* [Exercise details]
Reproduce the complete listing without any deviation.

--- start of Record excerpts ---

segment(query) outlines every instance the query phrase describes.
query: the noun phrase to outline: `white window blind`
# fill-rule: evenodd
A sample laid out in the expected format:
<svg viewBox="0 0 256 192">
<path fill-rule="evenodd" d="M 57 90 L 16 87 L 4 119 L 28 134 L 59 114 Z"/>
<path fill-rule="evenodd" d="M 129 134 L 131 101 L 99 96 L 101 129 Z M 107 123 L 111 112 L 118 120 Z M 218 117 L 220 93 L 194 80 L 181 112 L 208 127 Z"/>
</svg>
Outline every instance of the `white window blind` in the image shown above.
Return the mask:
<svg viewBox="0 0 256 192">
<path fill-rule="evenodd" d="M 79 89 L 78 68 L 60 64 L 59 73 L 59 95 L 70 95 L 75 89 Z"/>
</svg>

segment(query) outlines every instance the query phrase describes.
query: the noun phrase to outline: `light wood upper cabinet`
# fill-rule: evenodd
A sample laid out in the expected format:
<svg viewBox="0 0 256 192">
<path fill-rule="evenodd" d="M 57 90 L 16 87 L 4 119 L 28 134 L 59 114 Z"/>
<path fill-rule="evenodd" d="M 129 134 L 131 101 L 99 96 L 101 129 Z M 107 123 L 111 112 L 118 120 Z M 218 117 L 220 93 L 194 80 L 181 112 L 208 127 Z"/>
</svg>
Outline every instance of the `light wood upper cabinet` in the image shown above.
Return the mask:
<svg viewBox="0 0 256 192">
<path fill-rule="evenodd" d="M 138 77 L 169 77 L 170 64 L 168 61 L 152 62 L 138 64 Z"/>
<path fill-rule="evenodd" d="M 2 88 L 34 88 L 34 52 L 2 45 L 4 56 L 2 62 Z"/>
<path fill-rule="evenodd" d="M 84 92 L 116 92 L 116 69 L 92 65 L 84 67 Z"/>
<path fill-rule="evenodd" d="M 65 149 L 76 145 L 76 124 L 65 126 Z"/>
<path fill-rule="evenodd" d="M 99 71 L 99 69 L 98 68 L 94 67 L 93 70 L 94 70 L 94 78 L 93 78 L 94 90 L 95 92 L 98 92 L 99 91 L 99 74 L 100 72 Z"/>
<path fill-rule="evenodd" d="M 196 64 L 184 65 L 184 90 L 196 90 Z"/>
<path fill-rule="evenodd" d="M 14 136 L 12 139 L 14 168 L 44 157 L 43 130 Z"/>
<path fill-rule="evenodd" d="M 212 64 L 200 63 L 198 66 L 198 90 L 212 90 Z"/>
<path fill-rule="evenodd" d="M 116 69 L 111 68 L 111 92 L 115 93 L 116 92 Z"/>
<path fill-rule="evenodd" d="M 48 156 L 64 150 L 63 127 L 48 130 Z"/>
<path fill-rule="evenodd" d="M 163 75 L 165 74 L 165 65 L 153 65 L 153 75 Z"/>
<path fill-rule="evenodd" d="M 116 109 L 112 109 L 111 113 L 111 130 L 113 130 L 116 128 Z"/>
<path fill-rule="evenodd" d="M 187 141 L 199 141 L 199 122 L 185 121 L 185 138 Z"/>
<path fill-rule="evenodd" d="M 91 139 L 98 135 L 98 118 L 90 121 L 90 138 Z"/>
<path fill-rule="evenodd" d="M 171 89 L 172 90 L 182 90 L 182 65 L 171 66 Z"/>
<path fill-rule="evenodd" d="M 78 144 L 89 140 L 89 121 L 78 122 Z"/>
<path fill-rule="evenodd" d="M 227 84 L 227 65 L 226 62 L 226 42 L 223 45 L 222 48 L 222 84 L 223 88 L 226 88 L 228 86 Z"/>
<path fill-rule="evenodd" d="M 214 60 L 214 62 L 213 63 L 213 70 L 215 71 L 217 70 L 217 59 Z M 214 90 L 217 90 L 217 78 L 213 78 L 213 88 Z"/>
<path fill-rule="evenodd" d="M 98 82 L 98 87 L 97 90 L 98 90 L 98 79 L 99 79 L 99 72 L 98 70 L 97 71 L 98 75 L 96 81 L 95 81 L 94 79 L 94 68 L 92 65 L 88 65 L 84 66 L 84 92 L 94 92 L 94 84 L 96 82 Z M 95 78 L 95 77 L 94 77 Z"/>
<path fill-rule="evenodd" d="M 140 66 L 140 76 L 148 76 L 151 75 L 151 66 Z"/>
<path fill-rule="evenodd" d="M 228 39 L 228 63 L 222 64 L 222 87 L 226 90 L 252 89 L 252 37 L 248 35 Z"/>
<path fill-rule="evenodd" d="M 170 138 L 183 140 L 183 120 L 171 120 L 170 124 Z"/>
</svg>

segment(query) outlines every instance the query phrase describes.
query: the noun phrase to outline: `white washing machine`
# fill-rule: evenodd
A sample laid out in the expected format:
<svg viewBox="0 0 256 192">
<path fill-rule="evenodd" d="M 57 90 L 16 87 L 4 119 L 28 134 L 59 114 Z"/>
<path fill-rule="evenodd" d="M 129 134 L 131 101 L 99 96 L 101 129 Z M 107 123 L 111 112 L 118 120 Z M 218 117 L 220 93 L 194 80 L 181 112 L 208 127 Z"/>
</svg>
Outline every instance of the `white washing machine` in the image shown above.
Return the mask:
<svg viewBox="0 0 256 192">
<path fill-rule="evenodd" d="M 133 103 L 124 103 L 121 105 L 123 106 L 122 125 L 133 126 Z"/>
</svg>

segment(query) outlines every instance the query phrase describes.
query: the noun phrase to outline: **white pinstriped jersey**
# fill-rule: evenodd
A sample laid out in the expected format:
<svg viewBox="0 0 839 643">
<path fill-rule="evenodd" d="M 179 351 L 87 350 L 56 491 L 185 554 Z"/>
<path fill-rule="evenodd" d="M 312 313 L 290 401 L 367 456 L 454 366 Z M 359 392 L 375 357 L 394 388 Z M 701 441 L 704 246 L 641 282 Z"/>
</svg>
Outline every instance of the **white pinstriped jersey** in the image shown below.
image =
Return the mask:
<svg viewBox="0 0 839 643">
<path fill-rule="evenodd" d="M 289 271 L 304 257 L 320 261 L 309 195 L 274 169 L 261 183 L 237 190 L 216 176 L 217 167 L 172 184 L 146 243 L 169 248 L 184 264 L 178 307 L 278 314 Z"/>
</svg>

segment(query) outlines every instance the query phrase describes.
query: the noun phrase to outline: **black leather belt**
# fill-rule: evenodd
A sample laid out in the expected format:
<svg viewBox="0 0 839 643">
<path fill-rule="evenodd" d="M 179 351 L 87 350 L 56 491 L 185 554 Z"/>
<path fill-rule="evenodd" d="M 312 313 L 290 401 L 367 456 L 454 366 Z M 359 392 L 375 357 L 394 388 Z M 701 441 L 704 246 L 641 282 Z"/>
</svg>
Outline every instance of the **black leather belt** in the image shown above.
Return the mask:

--- end of Record excerpts ---

* [Written solution]
segment(query) outlines every instance the query phrase describes.
query: the noun phrase to outline: `white window blind`
# fill-rule: evenodd
A sample laid out in the expected format:
<svg viewBox="0 0 256 192">
<path fill-rule="evenodd" d="M 57 90 L 16 87 L 4 119 L 28 134 L 59 114 Z"/>
<path fill-rule="evenodd" d="M 129 134 L 131 101 L 99 96 L 101 129 Z M 107 123 L 111 112 L 118 120 Z M 218 117 L 220 93 L 194 80 L 181 112 L 208 127 Z"/>
</svg>
Outline every instance of the `white window blind` in the image shown above.
Return the mask:
<svg viewBox="0 0 256 192">
<path fill-rule="evenodd" d="M 79 89 L 78 68 L 60 64 L 59 73 L 59 95 L 70 95 L 75 89 Z"/>
</svg>

segment(query) outlines every instance the query phrase describes.
query: the noun phrase to outline: `light wood upper cabinet`
# fill-rule: evenodd
A sample laid out in the expected format:
<svg viewBox="0 0 256 192">
<path fill-rule="evenodd" d="M 57 90 L 16 87 L 4 119 L 28 134 L 59 114 Z"/>
<path fill-rule="evenodd" d="M 129 134 L 131 101 L 99 96 L 101 129 Z M 107 123 L 111 112 L 118 120 Z M 218 117 L 220 93 L 194 80 L 181 112 L 208 127 Z"/>
</svg>
Outline every instance of the `light wood upper cabinet` in the image shown above.
Return the mask:
<svg viewBox="0 0 256 192">
<path fill-rule="evenodd" d="M 138 77 L 169 77 L 170 64 L 168 61 L 152 62 L 138 64 Z"/>
<path fill-rule="evenodd" d="M 2 88 L 34 88 L 34 52 L 2 45 L 4 56 L 2 62 Z"/>
<path fill-rule="evenodd" d="M 84 92 L 116 92 L 116 69 L 92 65 L 84 67 Z"/>
<path fill-rule="evenodd" d="M 65 149 L 76 145 L 76 124 L 65 126 Z"/>
<path fill-rule="evenodd" d="M 99 71 L 99 69 L 98 68 L 94 67 L 93 70 L 94 70 L 94 78 L 93 78 L 94 90 L 95 92 L 98 92 L 99 91 L 99 74 L 100 72 Z"/>
<path fill-rule="evenodd" d="M 196 64 L 184 65 L 184 90 L 196 90 Z"/>
<path fill-rule="evenodd" d="M 14 136 L 12 139 L 14 168 L 44 157 L 43 130 Z"/>
<path fill-rule="evenodd" d="M 212 64 L 200 63 L 198 66 L 198 90 L 212 90 Z"/>
<path fill-rule="evenodd" d="M 116 69 L 111 68 L 111 92 L 115 93 L 116 92 Z"/>
<path fill-rule="evenodd" d="M 48 156 L 64 150 L 63 127 L 48 130 Z"/>
<path fill-rule="evenodd" d="M 163 75 L 165 74 L 165 65 L 153 65 L 153 75 Z"/>
<path fill-rule="evenodd" d="M 116 109 L 112 109 L 111 113 L 111 130 L 113 130 L 116 128 Z"/>
<path fill-rule="evenodd" d="M 187 141 L 199 141 L 199 122 L 185 121 L 185 138 Z"/>
<path fill-rule="evenodd" d="M 91 139 L 98 135 L 98 118 L 90 121 L 90 138 Z"/>
<path fill-rule="evenodd" d="M 171 89 L 172 90 L 182 90 L 182 65 L 171 66 Z"/>
<path fill-rule="evenodd" d="M 78 144 L 89 140 L 89 121 L 78 122 Z"/>
<path fill-rule="evenodd" d="M 227 84 L 227 65 L 226 62 L 226 42 L 223 45 L 222 48 L 222 84 L 223 88 L 226 88 L 228 86 Z"/>
<path fill-rule="evenodd" d="M 214 60 L 214 62 L 213 63 L 213 70 L 215 71 L 217 70 L 217 59 Z M 214 90 L 217 90 L 217 78 L 213 78 L 213 88 Z"/>
<path fill-rule="evenodd" d="M 98 82 L 98 87 L 97 90 L 98 90 L 98 79 L 99 79 L 99 72 L 98 70 L 97 71 L 98 75 L 96 81 L 95 81 L 94 79 L 94 68 L 92 65 L 88 65 L 84 66 L 84 92 L 94 92 L 94 84 L 96 82 Z M 95 78 L 95 77 L 94 77 Z"/>
<path fill-rule="evenodd" d="M 140 66 L 140 76 L 148 76 L 151 75 L 151 66 Z"/>
<path fill-rule="evenodd" d="M 228 39 L 228 63 L 222 64 L 222 87 L 226 90 L 252 89 L 252 37 L 248 35 Z"/>
<path fill-rule="evenodd" d="M 170 138 L 183 140 L 183 120 L 171 120 L 170 124 Z"/>
</svg>

segment(query) outlines every instance the query phrase describes.
query: the noun phrase to outline: `white washing machine`
# fill-rule: evenodd
A sample laid out in the expected format:
<svg viewBox="0 0 256 192">
<path fill-rule="evenodd" d="M 57 90 L 16 87 L 4 119 L 28 134 L 59 114 Z"/>
<path fill-rule="evenodd" d="M 129 134 L 131 101 L 99 96 L 101 129 Z M 107 123 L 111 112 L 118 120 Z M 218 117 L 220 93 L 194 80 L 181 112 L 208 127 Z"/>
</svg>
Outline every instance of the `white washing machine` in the image shown above.
Return the mask:
<svg viewBox="0 0 256 192">
<path fill-rule="evenodd" d="M 133 103 L 124 103 L 121 105 L 123 106 L 122 125 L 133 126 Z"/>
</svg>

segment(query) outlines every instance the query phrase describes.
query: the noun phrase to outline: **white pinstriped jersey**
# fill-rule: evenodd
A sample laid out in the expected format:
<svg viewBox="0 0 839 643">
<path fill-rule="evenodd" d="M 179 351 L 87 350 L 56 491 L 185 554 Z"/>
<path fill-rule="evenodd" d="M 312 313 L 290 401 L 367 456 L 454 366 Z M 359 392 L 375 357 L 394 388 Z M 701 441 L 704 246 L 641 282 Z"/>
</svg>
Outline every instance of the **white pinstriped jersey** in the image shown below.
image =
Return the mask:
<svg viewBox="0 0 839 643">
<path fill-rule="evenodd" d="M 289 271 L 304 257 L 320 261 L 309 195 L 274 169 L 261 183 L 237 190 L 216 176 L 217 167 L 172 184 L 146 243 L 169 248 L 184 264 L 178 307 L 278 314 Z"/>
</svg>

segment(query) outlines every instance the query phrase describes.
query: the noun phrase to outline: **black leather belt**
# fill-rule: evenodd
A sample laid out in the expected format:
<svg viewBox="0 0 839 643">
<path fill-rule="evenodd" d="M 179 351 L 87 350 L 56 491 L 185 554 Z"/>
<path fill-rule="evenodd" d="M 312 313 L 290 401 L 367 456 L 454 366 Z M 359 392 L 375 357 L 394 388 Z M 701 441 L 704 246 L 641 282 Z"/>
</svg>
Outline every instance of the **black leather belt** in the image shown above.
Return the mask:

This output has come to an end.